Unterstützung für Asylbewerber:Herausforderung gemeistert

Großer Helferkreis bildet ein verlässliches Netzwerk für die Flüchtlinge an der Wippenhauser Straße

Von Katharina Aurich, Freising

An ihren gemeinsamen Entschluss, sich für Flüchtlinge zu engagieren und ihnen das Leben etwas zu erleichtern, erinnern sich Teresa Degelmann und Sabine Berenbold-Dieck noch genau. Nach einer Informationsveranstaltung des Landratsamtes im Juni, in der es um den Einzug von 150 Flüchtlingen in die Turnhalle der Wirtschaftsschule und damit in das Schulzentrum an der Wippenhauser Straße gegangen war, entschieden die beiden Frauen spontan, etwas zu tun. Nur was, das wussten sie noch nicht.

Fünf Monate später ist aus diesem zufälligen Treffen von Menschen, die nicht tatenlos bleiben wollten, ein Netzwerk aus 130 ehrenamtlichen Helferinnen und Helfern geworden, die in sechs Arbeitskreisen organisiert sind. Damit jeder weiß, worum es geht, gab sich die Gruppe den Namen "Flüchtlinge willkommen in Freising", so heißen auch die Facebook-Seite und die Homepage. Die Leitung der Arbeitsgruppen und den Gesamtüberblick haben Sabine Berenbold-Dieck, Luise Eidel, Teresa Degelmann, Carmen Brandmair, Regina Cordary und Nicole Habermeier.

Zu Beginn war ihr wichtigstes Anliegen, dass die Flüchtlinge aus der Halle heraus kämen. Denn sie fürchteten Konflikte, wenn 150 Menschen ohne Beschäftigung, ohne Aufgabe, ohne Tagesstruktur sich selbst überlassen blieben. "Wir hatten alle keine Ahnung, wie man so etwas organisiert, wir haben einfach angefangen," erinnert sich Berenbold-Dieck, die im IT-Bereich arbeitet.

Der erste Arbeitskreis begann, den Deutschunterricht für die Flüchtlinge, die inzwischen in der Halle angekommen waren, zu organisieren. Die Pfarrei St. Georg stellte dafür Räume zur Verfügung und über persönliche Kontakte wurden Deutschlehrer gesucht, die jedoch keine Pädagogen sein müssen. Inzwischen unterrichten 45 ehrenamtliche Schüler, Rentner, Hausfrauen und ausgebildete Pädagogen jeden Tag bis 13.30 Uhr abwechselnd Gruppen bis zu zwölf Flüchtlingen (Kasten). Als erster Anknüpfungspunkt für alle Ehrenamtlichen wurde eine Facebookseite eingerichtet. Diese habe inzwischen 1300 Likes, freut sich Dengelmann, die Politische Wissenschaften studiert.
────
Vorgegebenes Ziel A - Wie lauten die Einträge unten? Zitiere sie alle vollständig und unverändert, Zeile für Zeile.

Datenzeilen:
────
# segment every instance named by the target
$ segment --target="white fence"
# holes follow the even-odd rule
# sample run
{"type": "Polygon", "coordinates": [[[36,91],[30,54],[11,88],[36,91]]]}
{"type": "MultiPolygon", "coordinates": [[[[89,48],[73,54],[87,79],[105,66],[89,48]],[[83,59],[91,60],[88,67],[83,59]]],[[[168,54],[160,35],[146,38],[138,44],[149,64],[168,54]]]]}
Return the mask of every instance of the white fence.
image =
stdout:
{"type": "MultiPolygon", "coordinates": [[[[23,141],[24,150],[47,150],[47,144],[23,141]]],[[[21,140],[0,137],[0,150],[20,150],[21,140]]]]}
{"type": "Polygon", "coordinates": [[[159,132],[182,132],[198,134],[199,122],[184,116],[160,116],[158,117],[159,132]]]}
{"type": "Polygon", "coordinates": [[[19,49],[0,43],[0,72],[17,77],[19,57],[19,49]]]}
────
Vorgegebenes Ziel B - Gib aus dem Textauszug über die Flüchtlingshelfer in Freising den Abschnitt zwischen „An ihren gemeinsamen“ und „wussten sie noch nicht.“ wortgetreu aus, beide Stellen eingeschlossen.

Richtige Antwort A -
# segment every instance named by the target
$ segment --target="white fence"
# holes follow the even-odd rule
# sample run
{"type": "Polygon", "coordinates": [[[36,91],[30,54],[11,88],[36,91]]]}
{"type": "MultiPolygon", "coordinates": [[[[89,48],[73,54],[87,79],[105,66],[89,48]],[[83,59],[91,60],[88,67],[83,59]]],[[[168,54],[160,35],[146,38],[138,44],[149,64],[168,54]]]]}
Return the mask of every instance of the white fence.
image =
stdout:
{"type": "MultiPolygon", "coordinates": [[[[23,141],[24,150],[47,150],[47,144],[23,141]]],[[[21,140],[0,137],[0,150],[20,150],[21,140]]]]}
{"type": "Polygon", "coordinates": [[[159,132],[182,132],[198,134],[199,122],[184,116],[160,116],[158,117],[159,132]]]}
{"type": "Polygon", "coordinates": [[[19,49],[0,43],[0,72],[17,77],[19,57],[19,49]]]}

Richtige Antwort B -
An ihren gemeinsamen Entschluss, sich für Flüchtlinge zu engagieren und ihnen das Leben etwas zu erleichtern, erinnern sich Teresa Degelmann und Sabine Berenbold-Dieck noch genau. Nach einer Informationsveranstaltung des Landratsamtes im Juni, in der es um den Einzug von 150 Flüchtlingen in die Turnhalle der Wirtschaftsschule und damit in das Schulzentrum an der Wippenhauser Straße gegangen war, entschieden die beiden Frauen spontan, etwas zu tun. Nur was, das wussten sie noch nicht.